**WORK TO BE COMPLETED:** Everything in the records except the pictures needs to be printed again exactly.

=-=-=-=-=

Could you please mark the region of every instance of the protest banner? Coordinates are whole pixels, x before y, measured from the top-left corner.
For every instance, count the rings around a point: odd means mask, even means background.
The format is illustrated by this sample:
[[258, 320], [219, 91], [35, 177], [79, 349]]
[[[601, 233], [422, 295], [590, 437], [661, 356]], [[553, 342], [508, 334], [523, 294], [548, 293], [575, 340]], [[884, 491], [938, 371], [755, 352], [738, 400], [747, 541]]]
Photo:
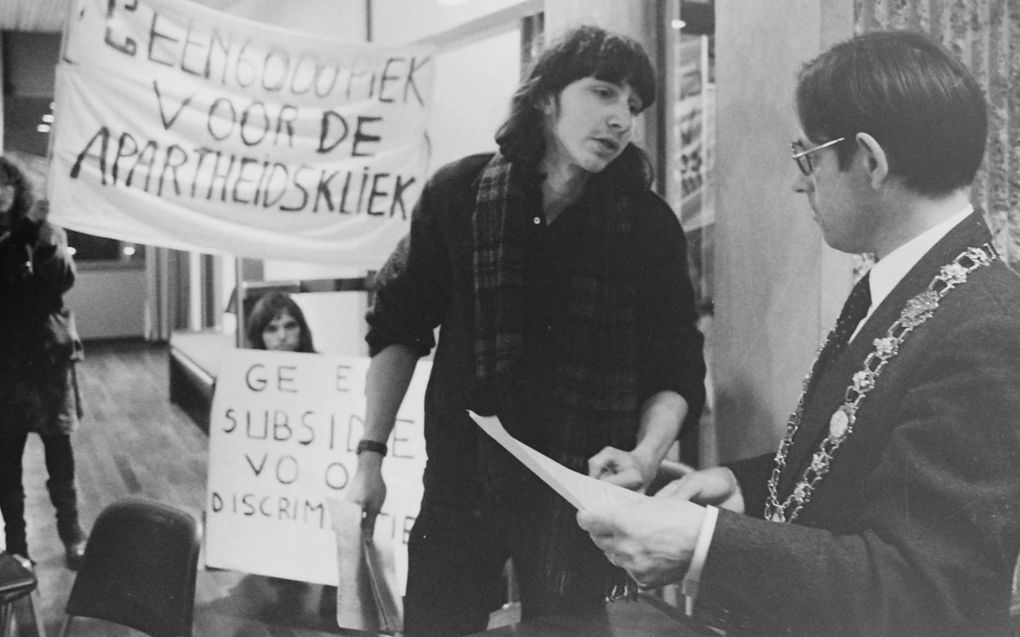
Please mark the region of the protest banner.
[[[367, 357], [238, 349], [216, 377], [209, 424], [207, 566], [337, 584], [327, 500], [357, 468]], [[425, 467], [430, 363], [420, 362], [383, 463], [388, 495], [374, 541], [393, 546], [401, 592]]]
[[377, 267], [427, 170], [432, 49], [189, 0], [73, 0], [51, 220], [238, 257]]

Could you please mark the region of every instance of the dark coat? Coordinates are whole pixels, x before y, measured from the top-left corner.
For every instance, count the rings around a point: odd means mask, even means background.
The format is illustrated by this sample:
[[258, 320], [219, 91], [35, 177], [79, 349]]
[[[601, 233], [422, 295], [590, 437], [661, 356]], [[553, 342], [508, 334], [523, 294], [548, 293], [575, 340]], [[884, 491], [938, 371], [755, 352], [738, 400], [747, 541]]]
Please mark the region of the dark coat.
[[[980, 214], [961, 222], [815, 379], [780, 501], [874, 339], [941, 266], [990, 240]], [[999, 261], [977, 269], [907, 336], [794, 524], [761, 519], [772, 464], [768, 454], [731, 467], [749, 515], [720, 512], [702, 618], [731, 634], [1008, 634], [1020, 548], [1017, 276]]]
[[46, 243], [32, 247], [0, 236], [0, 436], [70, 433], [82, 415], [82, 344], [63, 302], [74, 261], [64, 231], [45, 230]]
[[[475, 378], [472, 216], [482, 171], [491, 158], [491, 154], [463, 158], [440, 168], [429, 180], [415, 206], [410, 234], [377, 279], [378, 289], [368, 314], [366, 336], [373, 356], [393, 343], [413, 347], [422, 355], [435, 346], [425, 394], [425, 441], [429, 458], [424, 477], [429, 494], [426, 498], [443, 493], [444, 500], [462, 503], [482, 496], [477, 436], [484, 434], [479, 433], [478, 426], [467, 416]], [[595, 276], [634, 279], [636, 309], [632, 311], [639, 334], [636, 344], [639, 364], [635, 370], [639, 375], [639, 400], [658, 391], [676, 391], [688, 402], [691, 422], [696, 422], [694, 419], [704, 401], [703, 341], [695, 325], [697, 315], [687, 276], [686, 238], [676, 215], [658, 196], [643, 185], [640, 188], [628, 186], [627, 210], [632, 214], [634, 227], [632, 239], [622, 249], [620, 259], [609, 258], [603, 247], [608, 244], [580, 240], [580, 235], [574, 231], [576, 224], [570, 225], [571, 213], [596, 214], [619, 196], [611, 193], [624, 189], [624, 184], [612, 181], [606, 174], [589, 181], [590, 190], [586, 196], [556, 220], [551, 226], [554, 229], [541, 242], [549, 246], [555, 241], [553, 245], [557, 247], [536, 250], [539, 255], [557, 258], [544, 276], [533, 277], [543, 281], [545, 293], [525, 292], [536, 306], [530, 311], [532, 318], [526, 321], [525, 330], [529, 335], [544, 334], [535, 339], [539, 344], [530, 347], [530, 355], [532, 361], [549, 361], [550, 364], [532, 363], [530, 370], [521, 374], [524, 378], [518, 377], [518, 381], [531, 390], [521, 392], [528, 396], [527, 406], [534, 415], [527, 420], [543, 427], [556, 423], [557, 433], [568, 428], [563, 427], [564, 420], [553, 416], [556, 413], [554, 401], [546, 397], [550, 392], [545, 389], [552, 382], [545, 381], [551, 375], [541, 375], [537, 370], [552, 369], [552, 363], [561, 356], [558, 347], [574, 342], [566, 334], [573, 328], [568, 319], [574, 318], [572, 308], [566, 307], [570, 298], [568, 292], [571, 286], [587, 289]], [[525, 210], [541, 214], [538, 183], [515, 187], [525, 191], [522, 193], [527, 199]], [[527, 216], [527, 225], [531, 225], [531, 215]], [[537, 239], [531, 240], [532, 245], [539, 243]], [[551, 256], [546, 258], [552, 260]], [[541, 266], [535, 266], [541, 263], [533, 259], [530, 265], [537, 270]], [[436, 346], [433, 334], [437, 325], [442, 328]], [[526, 337], [526, 347], [527, 340]], [[592, 349], [604, 353], [606, 348], [592, 346]], [[523, 353], [522, 358], [528, 354]], [[570, 410], [570, 417], [577, 415], [594, 417], [596, 412]], [[636, 417], [633, 422], [636, 435]], [[514, 433], [521, 435], [520, 430]], [[533, 433], [534, 430], [521, 437], [549, 455], [563, 451], [555, 444], [545, 446], [547, 440], [540, 437], [530, 437]], [[597, 444], [577, 455], [587, 458], [609, 444], [608, 440], [599, 440], [596, 436], [592, 436], [592, 440]], [[514, 470], [520, 469], [521, 465], [509, 455], [504, 457]]]

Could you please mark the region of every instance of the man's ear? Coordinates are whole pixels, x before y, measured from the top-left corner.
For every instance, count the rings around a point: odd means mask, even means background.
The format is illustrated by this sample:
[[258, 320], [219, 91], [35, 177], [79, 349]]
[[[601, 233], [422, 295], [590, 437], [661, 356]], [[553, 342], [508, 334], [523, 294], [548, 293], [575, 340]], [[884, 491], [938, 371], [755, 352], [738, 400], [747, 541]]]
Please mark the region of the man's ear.
[[559, 106], [557, 96], [551, 94], [543, 95], [535, 102], [535, 107], [546, 117], [555, 115]]
[[889, 157], [878, 141], [867, 133], [857, 133], [857, 161], [862, 162], [868, 175], [868, 183], [875, 190], [889, 177]]

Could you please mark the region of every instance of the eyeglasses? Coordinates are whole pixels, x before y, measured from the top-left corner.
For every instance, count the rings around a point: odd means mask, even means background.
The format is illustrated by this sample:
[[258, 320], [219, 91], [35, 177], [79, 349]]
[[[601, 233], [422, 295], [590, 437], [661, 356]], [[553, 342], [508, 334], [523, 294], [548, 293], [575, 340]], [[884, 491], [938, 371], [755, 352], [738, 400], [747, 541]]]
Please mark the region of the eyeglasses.
[[811, 153], [822, 150], [823, 148], [828, 148], [829, 146], [835, 146], [845, 139], [846, 137], [838, 137], [832, 141], [825, 142], [824, 144], [819, 144], [814, 148], [804, 148], [804, 144], [799, 141], [795, 141], [790, 144], [790, 149], [793, 151], [793, 161], [797, 164], [797, 168], [800, 168], [800, 172], [803, 173], [805, 177], [810, 177], [811, 173], [814, 172], [815, 169], [815, 167], [811, 165]]

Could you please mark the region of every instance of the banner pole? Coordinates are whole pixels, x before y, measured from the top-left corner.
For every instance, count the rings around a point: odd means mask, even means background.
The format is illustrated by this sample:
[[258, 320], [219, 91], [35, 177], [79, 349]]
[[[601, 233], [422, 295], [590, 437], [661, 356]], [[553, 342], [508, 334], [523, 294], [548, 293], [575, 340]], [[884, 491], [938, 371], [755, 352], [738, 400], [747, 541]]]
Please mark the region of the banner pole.
[[234, 258], [234, 316], [237, 318], [237, 327], [234, 334], [234, 345], [238, 349], [244, 347], [245, 325], [248, 317], [244, 314], [244, 258]]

=-=-=-=-=

**EXERCISE RESULT:**
Could you please mark the region of every instance of the protest banner? Coordinates are whole pixels, x before y, measured from the top-left corner.
For every instance, count the rings around a point: odd means mask, even means background.
The format is illustrated by this sample:
[[258, 320], [219, 91], [35, 177], [79, 349]]
[[[601, 233], [422, 295], [590, 437], [661, 356]], [[553, 342], [508, 334], [523, 294], [548, 293], [575, 340]], [[884, 491], [938, 371], [755, 352], [738, 400], [747, 541]]]
Photo:
Please mark the region of the protest banner.
[[[367, 357], [238, 349], [216, 377], [209, 424], [207, 566], [337, 584], [327, 500], [357, 468]], [[425, 467], [430, 363], [420, 362], [383, 463], [388, 495], [374, 541], [393, 546], [401, 592]]]
[[377, 267], [427, 170], [432, 49], [189, 0], [73, 0], [51, 220], [238, 257]]

Could you please mark the region of every instance of the dark coat? Coordinates are whole pixels, x before y, measured from the top-left corner.
For every instance, count the rings around a point: odd means mask, even means background.
The format is illustrated by this sample:
[[258, 320], [219, 91], [35, 177], [79, 349]]
[[[601, 233], [422, 295], [590, 437], [661, 356]], [[553, 342], [508, 334], [523, 294], [548, 293], [575, 340]], [[884, 491], [938, 371], [755, 352], [738, 400], [747, 541]]]
Please mark the region of the dark coat.
[[[980, 214], [961, 222], [815, 379], [780, 501], [874, 339], [941, 266], [990, 240]], [[999, 261], [977, 269], [907, 336], [794, 524], [761, 519], [772, 464], [768, 454], [731, 467], [749, 515], [720, 512], [702, 618], [731, 634], [1008, 634], [1020, 548], [1017, 276]]]
[[46, 243], [32, 247], [0, 236], [0, 436], [70, 433], [82, 415], [82, 344], [63, 302], [74, 261], [64, 231], [45, 230]]
[[[475, 378], [472, 216], [482, 171], [491, 158], [491, 154], [463, 158], [440, 168], [429, 180], [415, 206], [410, 234], [377, 279], [378, 289], [368, 314], [366, 336], [373, 356], [393, 343], [413, 347], [422, 355], [435, 346], [425, 394], [425, 441], [429, 458], [424, 477], [429, 494], [426, 498], [443, 493], [444, 500], [462, 503], [482, 496], [477, 436], [484, 434], [479, 433], [478, 426], [467, 416]], [[595, 276], [634, 279], [636, 309], [632, 311], [639, 334], [636, 344], [639, 364], [635, 370], [639, 375], [639, 400], [658, 391], [676, 391], [688, 402], [691, 422], [696, 422], [694, 419], [704, 401], [703, 341], [695, 325], [697, 315], [687, 276], [686, 238], [676, 215], [658, 196], [643, 185], [640, 188], [628, 186], [627, 210], [632, 214], [634, 227], [632, 239], [622, 249], [620, 259], [609, 258], [603, 247], [608, 244], [580, 240], [580, 235], [574, 231], [576, 224], [570, 225], [571, 213], [596, 214], [619, 196], [611, 193], [624, 189], [624, 184], [612, 181], [606, 174], [589, 181], [590, 190], [586, 196], [556, 220], [551, 226], [554, 229], [541, 242], [549, 246], [555, 241], [553, 245], [557, 247], [536, 250], [539, 255], [557, 258], [544, 276], [533, 277], [543, 281], [545, 293], [525, 292], [536, 306], [530, 311], [532, 318], [526, 321], [525, 330], [529, 335], [544, 334], [535, 339], [539, 344], [530, 347], [530, 355], [532, 361], [549, 361], [550, 364], [532, 363], [530, 370], [521, 374], [524, 378], [518, 377], [518, 381], [531, 390], [521, 392], [528, 396], [527, 406], [534, 415], [527, 420], [543, 427], [556, 423], [557, 433], [568, 428], [563, 427], [564, 420], [553, 416], [556, 413], [554, 401], [546, 397], [550, 392], [545, 389], [552, 382], [545, 381], [551, 375], [541, 375], [537, 370], [552, 369], [552, 363], [561, 356], [558, 347], [574, 342], [566, 334], [573, 328], [568, 319], [574, 318], [572, 308], [566, 307], [570, 298], [568, 292], [571, 286], [587, 289]], [[525, 210], [541, 214], [538, 183], [515, 187], [525, 191], [522, 193], [527, 199]], [[527, 216], [527, 225], [531, 225], [531, 215]], [[537, 239], [531, 240], [532, 245], [539, 243]], [[551, 256], [546, 258], [552, 260]], [[541, 266], [535, 266], [541, 263], [533, 259], [530, 265], [537, 270]], [[436, 346], [433, 334], [437, 325], [442, 328]], [[526, 337], [526, 347], [527, 340]], [[592, 349], [604, 353], [606, 348], [592, 346]], [[523, 353], [522, 358], [528, 354]], [[570, 410], [570, 417], [577, 415], [594, 417], [596, 412]], [[636, 417], [633, 422], [636, 435]], [[514, 433], [521, 435], [520, 430]], [[533, 433], [534, 430], [521, 437], [549, 455], [563, 451], [555, 444], [545, 446], [547, 440], [540, 437], [530, 437]], [[597, 444], [577, 455], [587, 458], [609, 444], [608, 440], [599, 440], [596, 436], [592, 436], [592, 440]], [[514, 470], [520, 469], [521, 465], [509, 455], [504, 457]]]

Could you please mark the region of every instance of the man's ear? Coordinates are whole pixels, x before y, measured from the top-left corner.
For every instance, count the rings around a point: odd means mask, even means background.
The format is illustrated by this sample:
[[258, 320], [219, 91], [35, 177], [79, 349]]
[[[601, 233], [422, 295], [590, 437], [661, 356]], [[553, 342], [508, 334], [523, 294], [548, 293], [575, 340]], [[884, 491], [938, 371], [755, 352], [738, 400], [747, 541]]]
Please mark the region of the man's ear.
[[559, 106], [557, 96], [551, 94], [543, 95], [535, 102], [535, 107], [546, 117], [555, 115]]
[[889, 157], [878, 141], [867, 133], [857, 133], [857, 161], [862, 162], [868, 175], [868, 183], [875, 190], [889, 177]]

Could you please mark the region of every instance of the eyeglasses? Coordinates are whole pixels, x before y, measured from the top-left corner.
For every instance, count the rings around a point: odd means mask, even means background.
The format is illustrated by this sample:
[[258, 320], [219, 91], [35, 177], [79, 349]]
[[[601, 233], [422, 295], [590, 437], [661, 356]], [[553, 342], [508, 334], [523, 294], [548, 293], [575, 340]], [[884, 491], [938, 371], [755, 352], [738, 400], [747, 541]]]
Please mark the region of the eyeglasses.
[[811, 153], [822, 150], [823, 148], [828, 148], [829, 146], [835, 146], [845, 139], [846, 137], [838, 137], [832, 141], [825, 142], [824, 144], [819, 144], [814, 148], [804, 148], [804, 144], [799, 141], [795, 141], [790, 144], [790, 149], [793, 151], [793, 161], [797, 164], [797, 168], [800, 168], [800, 172], [803, 173], [805, 177], [810, 177], [811, 173], [814, 172], [815, 169], [815, 167], [811, 165]]

Could you please mark the region of every instance of the banner pole? Coordinates are whole pixels, x before y, measured from the top-left corner.
For every instance, count the rings around a point: odd means mask, even means background.
The format is illustrated by this sample:
[[258, 320], [219, 91], [35, 177], [79, 349]]
[[[601, 233], [422, 295], [590, 437], [661, 356]], [[553, 342], [508, 334], [523, 294], [548, 293], [575, 340]], [[884, 491], [938, 371], [755, 352], [738, 400], [747, 541]]]
Please mark the region of the banner pole.
[[234, 258], [234, 316], [237, 318], [237, 327], [234, 334], [234, 345], [238, 349], [244, 347], [245, 325], [248, 317], [244, 314], [244, 258]]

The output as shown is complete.